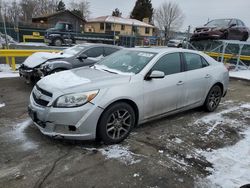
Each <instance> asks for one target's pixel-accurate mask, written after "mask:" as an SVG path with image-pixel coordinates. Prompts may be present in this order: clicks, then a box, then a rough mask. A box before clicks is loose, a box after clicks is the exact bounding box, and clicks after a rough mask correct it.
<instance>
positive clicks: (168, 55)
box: [143, 53, 185, 119]
mask: <svg viewBox="0 0 250 188" xmlns="http://www.w3.org/2000/svg"><path fill="white" fill-rule="evenodd" d="M154 70H157V71H162V72H164V73H165V77H164V78H162V79H151V80H145V81H144V83H143V89H144V118H145V119H149V118H153V117H155V116H158V115H163V114H165V113H167V112H170V111H173V110H176V108H177V105H178V103H179V101H180V98H181V95H182V93H183V88H184V79H185V72H182V66H181V58H180V53H171V54H166V55H164V56H163V57H161V58H160V59H159V60H158V61H157V62H156V63H155V65H154V66H153V67H152V69H151V71H154Z"/></svg>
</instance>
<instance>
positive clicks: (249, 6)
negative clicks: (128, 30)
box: [68, 0, 250, 30]
mask: <svg viewBox="0 0 250 188" xmlns="http://www.w3.org/2000/svg"><path fill="white" fill-rule="evenodd" d="M68 1H70V0H68ZM76 1H77V0H76ZM88 1H89V2H90V11H91V15H90V17H98V16H104V15H110V14H111V12H112V11H113V10H114V9H115V8H118V9H119V10H120V11H121V12H122V16H123V17H127V16H129V14H130V12H131V11H132V9H133V7H134V5H135V2H136V0H88ZM151 1H152V4H153V7H154V8H157V7H159V6H160V5H161V3H163V2H164V1H166V0H151ZM174 2H176V3H178V4H179V6H180V8H181V9H182V10H183V13H184V15H185V20H184V24H183V26H182V29H181V30H186V28H187V27H188V25H191V27H195V26H200V25H204V24H205V23H206V22H207V20H208V19H210V20H211V19H214V18H231V17H235V18H239V19H241V20H242V21H243V22H245V24H246V25H247V26H248V27H250V0H174Z"/></svg>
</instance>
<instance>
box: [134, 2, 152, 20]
mask: <svg viewBox="0 0 250 188" xmlns="http://www.w3.org/2000/svg"><path fill="white" fill-rule="evenodd" d="M153 11H154V9H153V7H152V3H151V0H137V1H136V3H135V6H134V9H133V11H132V12H131V15H130V18H133V19H137V20H141V21H142V20H143V18H149V22H151V21H152V16H153Z"/></svg>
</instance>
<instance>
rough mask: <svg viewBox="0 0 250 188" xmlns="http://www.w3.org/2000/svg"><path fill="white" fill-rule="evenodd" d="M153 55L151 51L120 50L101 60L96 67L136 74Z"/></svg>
mask: <svg viewBox="0 0 250 188" xmlns="http://www.w3.org/2000/svg"><path fill="white" fill-rule="evenodd" d="M155 55H156V53H152V52H142V51H131V50H120V51H118V52H116V53H114V54H112V55H109V56H108V57H107V58H105V59H103V60H101V61H100V62H99V63H97V64H96V67H97V68H100V69H103V70H106V71H109V72H113V73H117V74H123V73H130V74H131V73H132V74H137V73H139V72H140V71H141V70H142V69H143V68H144V67H145V66H146V65H147V64H148V63H149V61H150V60H151V59H152V58H153V57H154V56H155Z"/></svg>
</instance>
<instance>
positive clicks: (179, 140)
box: [174, 138, 183, 144]
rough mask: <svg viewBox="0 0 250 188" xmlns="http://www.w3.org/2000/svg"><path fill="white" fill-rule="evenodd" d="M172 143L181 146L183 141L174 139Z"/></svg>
mask: <svg viewBox="0 0 250 188" xmlns="http://www.w3.org/2000/svg"><path fill="white" fill-rule="evenodd" d="M174 142H175V143H177V144H181V143H182V142H183V141H182V140H181V139H179V138H174Z"/></svg>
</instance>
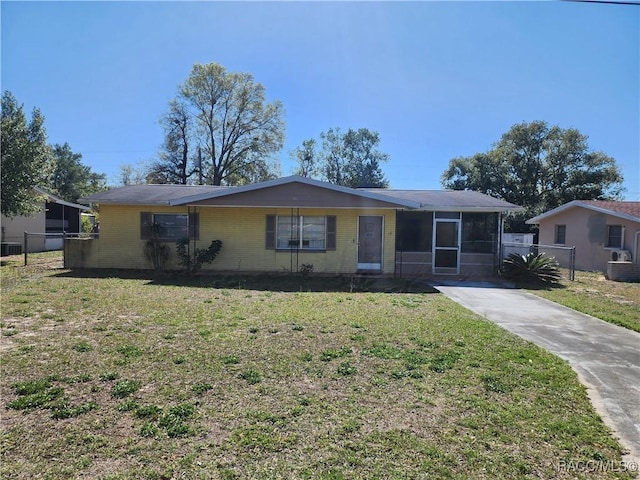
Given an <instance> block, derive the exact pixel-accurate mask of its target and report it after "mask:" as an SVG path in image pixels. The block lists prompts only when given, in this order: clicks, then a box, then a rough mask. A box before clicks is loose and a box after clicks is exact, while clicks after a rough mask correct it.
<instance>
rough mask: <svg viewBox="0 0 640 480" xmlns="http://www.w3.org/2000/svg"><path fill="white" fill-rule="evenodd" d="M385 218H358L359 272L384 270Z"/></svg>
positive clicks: (365, 217) (358, 262)
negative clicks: (383, 262)
mask: <svg viewBox="0 0 640 480" xmlns="http://www.w3.org/2000/svg"><path fill="white" fill-rule="evenodd" d="M382 227H383V217H381V216H378V215H363V216H361V217H358V270H382V230H383V228H382Z"/></svg>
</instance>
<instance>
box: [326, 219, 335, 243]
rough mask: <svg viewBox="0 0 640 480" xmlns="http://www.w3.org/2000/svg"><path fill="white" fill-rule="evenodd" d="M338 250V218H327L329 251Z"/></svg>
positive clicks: (327, 236) (327, 241) (327, 228)
mask: <svg viewBox="0 0 640 480" xmlns="http://www.w3.org/2000/svg"><path fill="white" fill-rule="evenodd" d="M335 249H336V216H335V215H329V216H328V217H327V250H335Z"/></svg>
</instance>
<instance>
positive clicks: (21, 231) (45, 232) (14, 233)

(Request) Retype the lines above exactly as they appear, from the very first line through the line with "box: [143, 53, 185, 119]", including that line. Don't include the picture.

(Solution)
Each <instance> asks for one target's pixel-accurate mask, written after "mask:" as an SVG path with image-pixel coordinates. Prompts may be present in this order: clicks, then a box, then a rough mask. A box before clicks is loose, a box after clicks is the exact bounding box, and clicks after a rough mask correct it.
<instance>
positive clicks: (168, 55)
box: [143, 53, 185, 119]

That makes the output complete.